── Records provided

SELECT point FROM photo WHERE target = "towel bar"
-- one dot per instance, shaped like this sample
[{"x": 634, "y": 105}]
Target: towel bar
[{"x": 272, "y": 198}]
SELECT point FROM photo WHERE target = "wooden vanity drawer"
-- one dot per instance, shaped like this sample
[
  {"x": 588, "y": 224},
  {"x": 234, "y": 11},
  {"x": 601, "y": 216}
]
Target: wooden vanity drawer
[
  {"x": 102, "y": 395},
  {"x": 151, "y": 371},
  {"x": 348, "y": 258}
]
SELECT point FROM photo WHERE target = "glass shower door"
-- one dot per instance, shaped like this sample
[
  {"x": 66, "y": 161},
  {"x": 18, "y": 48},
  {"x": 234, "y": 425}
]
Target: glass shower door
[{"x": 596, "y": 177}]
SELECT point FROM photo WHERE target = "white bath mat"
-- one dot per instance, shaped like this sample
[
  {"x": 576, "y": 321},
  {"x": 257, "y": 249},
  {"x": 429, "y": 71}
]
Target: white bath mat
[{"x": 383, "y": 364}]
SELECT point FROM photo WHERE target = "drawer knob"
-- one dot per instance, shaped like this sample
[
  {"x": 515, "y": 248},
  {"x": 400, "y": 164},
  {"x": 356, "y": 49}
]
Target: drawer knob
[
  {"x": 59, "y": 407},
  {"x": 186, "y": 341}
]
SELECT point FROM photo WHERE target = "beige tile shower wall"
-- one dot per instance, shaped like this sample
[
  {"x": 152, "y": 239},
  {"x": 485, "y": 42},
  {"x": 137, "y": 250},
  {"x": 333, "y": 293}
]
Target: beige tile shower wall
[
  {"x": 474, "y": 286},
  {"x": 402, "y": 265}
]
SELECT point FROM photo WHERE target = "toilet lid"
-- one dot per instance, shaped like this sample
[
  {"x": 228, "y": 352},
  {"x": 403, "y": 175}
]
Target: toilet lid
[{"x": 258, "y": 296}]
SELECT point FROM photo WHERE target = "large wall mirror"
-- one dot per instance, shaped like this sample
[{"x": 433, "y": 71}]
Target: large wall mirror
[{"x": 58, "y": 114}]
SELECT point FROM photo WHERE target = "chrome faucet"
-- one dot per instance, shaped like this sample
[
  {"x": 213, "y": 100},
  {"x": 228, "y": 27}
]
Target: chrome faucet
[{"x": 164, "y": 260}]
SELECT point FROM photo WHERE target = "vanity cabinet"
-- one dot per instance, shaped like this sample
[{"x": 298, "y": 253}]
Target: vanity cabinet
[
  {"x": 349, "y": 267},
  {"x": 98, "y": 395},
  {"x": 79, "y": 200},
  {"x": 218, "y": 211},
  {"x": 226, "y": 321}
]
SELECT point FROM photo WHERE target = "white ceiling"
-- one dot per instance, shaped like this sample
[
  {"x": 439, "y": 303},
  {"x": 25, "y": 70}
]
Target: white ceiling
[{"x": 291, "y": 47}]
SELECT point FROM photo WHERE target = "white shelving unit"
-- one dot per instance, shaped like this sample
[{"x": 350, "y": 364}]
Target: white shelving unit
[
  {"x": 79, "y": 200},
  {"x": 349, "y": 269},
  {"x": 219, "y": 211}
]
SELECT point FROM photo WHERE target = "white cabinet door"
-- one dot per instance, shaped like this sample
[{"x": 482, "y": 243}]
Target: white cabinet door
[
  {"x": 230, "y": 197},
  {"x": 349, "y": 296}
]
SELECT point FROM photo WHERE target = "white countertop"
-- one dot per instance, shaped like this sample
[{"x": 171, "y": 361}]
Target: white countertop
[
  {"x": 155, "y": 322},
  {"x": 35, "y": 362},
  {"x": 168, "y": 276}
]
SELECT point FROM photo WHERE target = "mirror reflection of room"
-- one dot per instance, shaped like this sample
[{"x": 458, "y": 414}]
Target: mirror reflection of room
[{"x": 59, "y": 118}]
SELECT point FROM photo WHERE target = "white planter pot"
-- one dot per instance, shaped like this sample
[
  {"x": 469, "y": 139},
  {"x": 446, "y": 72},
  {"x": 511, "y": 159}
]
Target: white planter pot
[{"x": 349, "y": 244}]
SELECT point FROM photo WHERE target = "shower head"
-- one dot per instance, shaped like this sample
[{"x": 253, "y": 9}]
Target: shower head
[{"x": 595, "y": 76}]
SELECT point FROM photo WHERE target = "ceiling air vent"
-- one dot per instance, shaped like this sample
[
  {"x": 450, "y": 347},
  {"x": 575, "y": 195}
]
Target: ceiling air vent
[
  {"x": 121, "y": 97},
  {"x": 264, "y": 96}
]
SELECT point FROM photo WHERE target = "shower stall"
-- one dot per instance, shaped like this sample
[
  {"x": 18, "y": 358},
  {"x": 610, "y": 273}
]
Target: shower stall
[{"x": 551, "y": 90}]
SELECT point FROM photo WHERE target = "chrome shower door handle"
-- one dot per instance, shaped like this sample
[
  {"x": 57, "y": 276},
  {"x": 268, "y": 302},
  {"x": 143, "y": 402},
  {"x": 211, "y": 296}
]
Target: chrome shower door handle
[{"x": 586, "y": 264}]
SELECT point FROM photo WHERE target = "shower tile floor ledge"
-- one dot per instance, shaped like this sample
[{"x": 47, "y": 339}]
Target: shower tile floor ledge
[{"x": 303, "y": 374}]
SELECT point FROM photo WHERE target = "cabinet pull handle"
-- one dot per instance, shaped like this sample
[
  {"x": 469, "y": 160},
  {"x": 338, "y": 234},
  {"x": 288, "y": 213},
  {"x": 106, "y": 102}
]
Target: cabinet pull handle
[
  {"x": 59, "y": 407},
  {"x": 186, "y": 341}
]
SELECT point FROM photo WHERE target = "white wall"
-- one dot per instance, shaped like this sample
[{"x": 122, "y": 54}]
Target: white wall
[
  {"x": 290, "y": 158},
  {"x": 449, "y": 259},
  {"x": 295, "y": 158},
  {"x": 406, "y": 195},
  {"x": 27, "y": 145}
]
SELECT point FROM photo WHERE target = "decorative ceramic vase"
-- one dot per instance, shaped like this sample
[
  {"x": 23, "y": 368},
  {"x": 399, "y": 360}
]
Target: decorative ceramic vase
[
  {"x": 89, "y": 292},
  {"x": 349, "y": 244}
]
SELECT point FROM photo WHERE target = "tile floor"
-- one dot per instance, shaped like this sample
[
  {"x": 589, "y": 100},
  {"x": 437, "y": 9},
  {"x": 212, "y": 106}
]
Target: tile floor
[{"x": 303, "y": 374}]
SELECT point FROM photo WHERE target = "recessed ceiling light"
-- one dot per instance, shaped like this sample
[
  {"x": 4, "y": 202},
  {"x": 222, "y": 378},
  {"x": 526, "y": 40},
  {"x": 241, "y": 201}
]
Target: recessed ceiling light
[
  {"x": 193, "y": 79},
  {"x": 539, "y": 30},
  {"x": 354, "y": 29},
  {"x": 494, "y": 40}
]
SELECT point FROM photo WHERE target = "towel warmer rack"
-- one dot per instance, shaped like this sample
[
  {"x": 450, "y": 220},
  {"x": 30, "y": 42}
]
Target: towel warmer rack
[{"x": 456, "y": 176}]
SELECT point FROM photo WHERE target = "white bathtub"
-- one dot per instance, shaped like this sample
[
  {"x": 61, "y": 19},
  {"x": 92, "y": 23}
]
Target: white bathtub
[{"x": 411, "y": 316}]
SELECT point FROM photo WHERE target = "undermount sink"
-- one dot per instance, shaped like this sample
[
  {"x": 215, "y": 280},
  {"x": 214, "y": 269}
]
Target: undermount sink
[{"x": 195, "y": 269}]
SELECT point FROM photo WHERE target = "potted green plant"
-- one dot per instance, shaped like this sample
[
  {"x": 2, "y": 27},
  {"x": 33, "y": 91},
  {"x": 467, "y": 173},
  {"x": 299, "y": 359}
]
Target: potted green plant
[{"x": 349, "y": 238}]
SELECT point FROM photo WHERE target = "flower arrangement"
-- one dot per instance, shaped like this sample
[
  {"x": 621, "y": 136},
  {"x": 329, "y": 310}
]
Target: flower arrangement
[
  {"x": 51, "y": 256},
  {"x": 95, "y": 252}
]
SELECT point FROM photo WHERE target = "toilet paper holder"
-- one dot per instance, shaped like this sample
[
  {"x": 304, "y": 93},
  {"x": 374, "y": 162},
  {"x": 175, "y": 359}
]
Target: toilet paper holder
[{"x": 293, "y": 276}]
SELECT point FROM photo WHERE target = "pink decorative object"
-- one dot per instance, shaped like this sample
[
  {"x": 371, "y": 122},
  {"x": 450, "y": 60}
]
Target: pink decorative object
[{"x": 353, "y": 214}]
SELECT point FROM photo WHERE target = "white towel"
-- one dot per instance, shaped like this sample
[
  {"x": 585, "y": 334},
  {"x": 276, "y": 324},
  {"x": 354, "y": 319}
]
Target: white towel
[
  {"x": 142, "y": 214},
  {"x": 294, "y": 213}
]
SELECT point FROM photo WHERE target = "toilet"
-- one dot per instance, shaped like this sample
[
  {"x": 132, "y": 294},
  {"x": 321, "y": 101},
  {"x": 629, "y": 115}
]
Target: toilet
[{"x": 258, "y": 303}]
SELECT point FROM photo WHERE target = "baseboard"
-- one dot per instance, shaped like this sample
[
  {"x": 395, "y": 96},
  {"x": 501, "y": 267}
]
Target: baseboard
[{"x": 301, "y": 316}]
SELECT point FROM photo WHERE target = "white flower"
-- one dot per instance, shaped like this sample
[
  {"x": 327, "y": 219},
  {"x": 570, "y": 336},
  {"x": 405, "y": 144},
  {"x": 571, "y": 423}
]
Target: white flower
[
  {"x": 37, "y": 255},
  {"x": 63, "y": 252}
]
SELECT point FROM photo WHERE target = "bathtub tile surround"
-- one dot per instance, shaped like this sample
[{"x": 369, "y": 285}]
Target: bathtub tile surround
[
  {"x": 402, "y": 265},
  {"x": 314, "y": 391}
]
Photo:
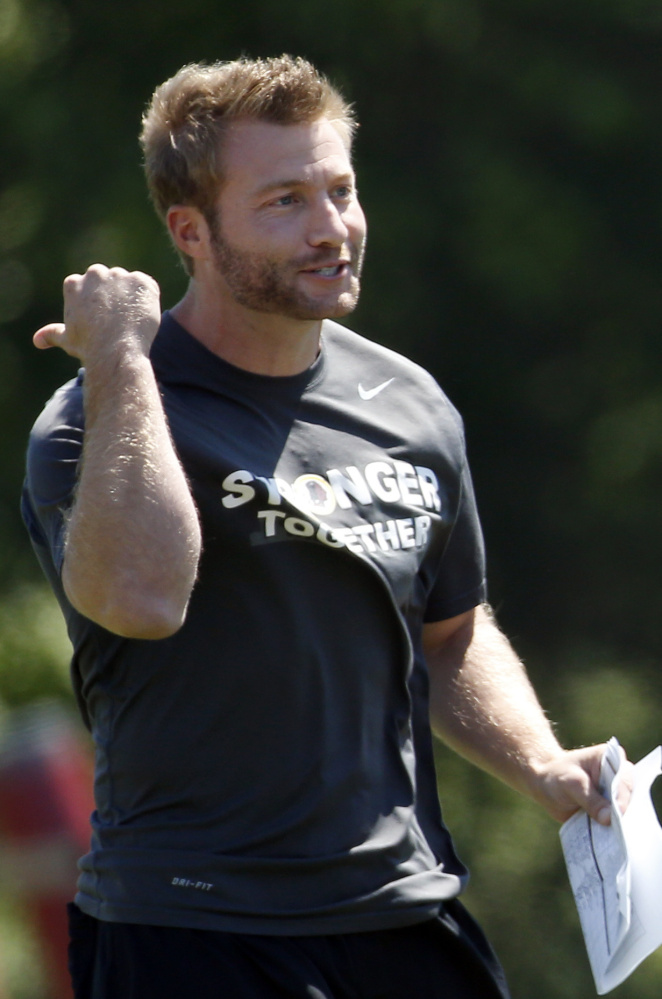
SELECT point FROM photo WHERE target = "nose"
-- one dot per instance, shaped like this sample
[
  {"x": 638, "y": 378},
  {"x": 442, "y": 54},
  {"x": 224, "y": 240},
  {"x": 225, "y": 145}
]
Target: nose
[{"x": 327, "y": 226}]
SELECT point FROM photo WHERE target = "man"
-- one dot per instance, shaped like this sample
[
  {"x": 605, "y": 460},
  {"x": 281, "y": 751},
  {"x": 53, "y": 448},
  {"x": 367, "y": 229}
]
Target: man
[{"x": 262, "y": 532}]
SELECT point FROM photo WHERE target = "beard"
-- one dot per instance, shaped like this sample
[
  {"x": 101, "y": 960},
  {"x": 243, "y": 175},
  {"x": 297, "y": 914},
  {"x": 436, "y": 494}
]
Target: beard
[{"x": 263, "y": 284}]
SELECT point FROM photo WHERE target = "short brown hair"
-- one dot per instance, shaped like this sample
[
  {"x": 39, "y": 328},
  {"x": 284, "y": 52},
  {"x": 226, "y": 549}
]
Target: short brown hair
[{"x": 186, "y": 118}]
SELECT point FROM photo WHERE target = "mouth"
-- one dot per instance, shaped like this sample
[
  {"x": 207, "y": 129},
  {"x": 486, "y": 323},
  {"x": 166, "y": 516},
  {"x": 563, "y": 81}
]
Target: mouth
[{"x": 329, "y": 270}]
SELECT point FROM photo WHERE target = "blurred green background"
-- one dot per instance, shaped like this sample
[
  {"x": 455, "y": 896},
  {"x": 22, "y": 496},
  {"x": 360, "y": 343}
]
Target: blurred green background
[{"x": 510, "y": 163}]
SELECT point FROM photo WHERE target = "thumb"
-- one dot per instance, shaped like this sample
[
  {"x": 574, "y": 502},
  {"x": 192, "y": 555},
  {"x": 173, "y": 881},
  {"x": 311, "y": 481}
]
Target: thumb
[{"x": 48, "y": 336}]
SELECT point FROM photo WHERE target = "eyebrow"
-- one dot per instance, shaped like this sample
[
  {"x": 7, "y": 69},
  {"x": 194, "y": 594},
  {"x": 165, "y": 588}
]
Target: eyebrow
[{"x": 277, "y": 185}]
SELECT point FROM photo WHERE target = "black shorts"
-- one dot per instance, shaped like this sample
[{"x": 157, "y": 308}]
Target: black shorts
[{"x": 443, "y": 958}]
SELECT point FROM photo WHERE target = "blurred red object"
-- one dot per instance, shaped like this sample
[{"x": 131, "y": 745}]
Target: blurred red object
[{"x": 45, "y": 806}]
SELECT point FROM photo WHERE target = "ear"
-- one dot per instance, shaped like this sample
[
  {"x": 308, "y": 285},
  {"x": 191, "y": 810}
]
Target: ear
[{"x": 189, "y": 230}]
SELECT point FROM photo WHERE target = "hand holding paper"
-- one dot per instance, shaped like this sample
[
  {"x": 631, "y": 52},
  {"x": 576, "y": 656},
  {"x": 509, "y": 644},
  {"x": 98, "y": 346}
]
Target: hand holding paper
[{"x": 616, "y": 873}]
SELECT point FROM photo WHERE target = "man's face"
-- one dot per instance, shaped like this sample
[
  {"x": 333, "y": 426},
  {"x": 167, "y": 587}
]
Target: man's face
[{"x": 289, "y": 232}]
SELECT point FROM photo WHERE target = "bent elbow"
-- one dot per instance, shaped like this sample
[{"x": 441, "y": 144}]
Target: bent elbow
[{"x": 128, "y": 612}]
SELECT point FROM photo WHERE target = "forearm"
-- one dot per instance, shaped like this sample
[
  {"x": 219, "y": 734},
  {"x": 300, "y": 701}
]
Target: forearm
[
  {"x": 484, "y": 707},
  {"x": 133, "y": 538}
]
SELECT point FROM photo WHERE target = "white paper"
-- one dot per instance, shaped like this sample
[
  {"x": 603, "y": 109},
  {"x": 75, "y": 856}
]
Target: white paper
[{"x": 616, "y": 873}]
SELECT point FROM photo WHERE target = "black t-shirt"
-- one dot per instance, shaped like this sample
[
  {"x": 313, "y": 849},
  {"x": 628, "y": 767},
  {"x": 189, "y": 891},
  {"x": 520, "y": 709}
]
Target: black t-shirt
[{"x": 268, "y": 768}]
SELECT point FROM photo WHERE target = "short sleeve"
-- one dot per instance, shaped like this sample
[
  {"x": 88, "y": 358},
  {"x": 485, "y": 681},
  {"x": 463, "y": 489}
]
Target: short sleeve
[
  {"x": 460, "y": 583},
  {"x": 53, "y": 456}
]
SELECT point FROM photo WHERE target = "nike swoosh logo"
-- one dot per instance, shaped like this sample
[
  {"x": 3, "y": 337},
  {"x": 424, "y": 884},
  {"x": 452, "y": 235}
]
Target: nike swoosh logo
[{"x": 368, "y": 394}]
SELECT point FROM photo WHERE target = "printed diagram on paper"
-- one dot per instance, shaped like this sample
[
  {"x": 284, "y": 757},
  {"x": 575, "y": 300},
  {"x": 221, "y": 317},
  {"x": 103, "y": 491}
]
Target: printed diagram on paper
[{"x": 616, "y": 873}]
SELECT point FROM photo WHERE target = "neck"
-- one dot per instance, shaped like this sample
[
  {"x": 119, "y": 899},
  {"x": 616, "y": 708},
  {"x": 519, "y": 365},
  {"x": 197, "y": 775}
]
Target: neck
[{"x": 260, "y": 342}]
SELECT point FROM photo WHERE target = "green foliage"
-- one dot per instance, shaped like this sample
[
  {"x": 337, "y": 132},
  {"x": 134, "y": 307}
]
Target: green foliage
[{"x": 509, "y": 160}]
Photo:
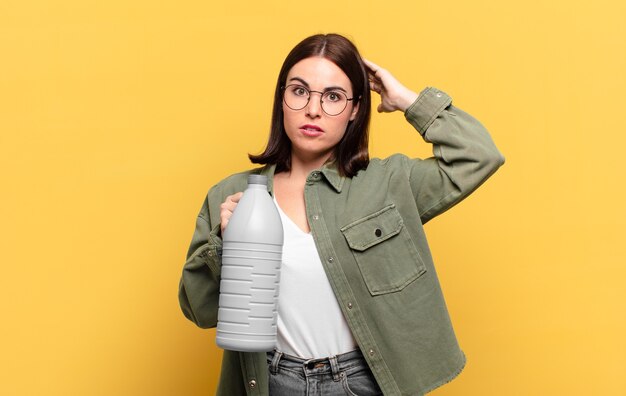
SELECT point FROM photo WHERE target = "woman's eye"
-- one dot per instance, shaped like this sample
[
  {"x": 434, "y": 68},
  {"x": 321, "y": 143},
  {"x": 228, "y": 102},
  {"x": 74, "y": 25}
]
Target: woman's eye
[
  {"x": 333, "y": 96},
  {"x": 300, "y": 91}
]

────

Pull out each line of the entries above that contains the string "toilet", and copy those lines in their original order. Treat the match as case-sensitive.

SELECT point FROM photo WHERE target = "toilet lid"
Target: toilet lid
SELECT point FROM photo WHERE target = "toilet paper holder"
Target: toilet paper holder
SELECT point FROM photo WHERE target = "toilet"
Target: toilet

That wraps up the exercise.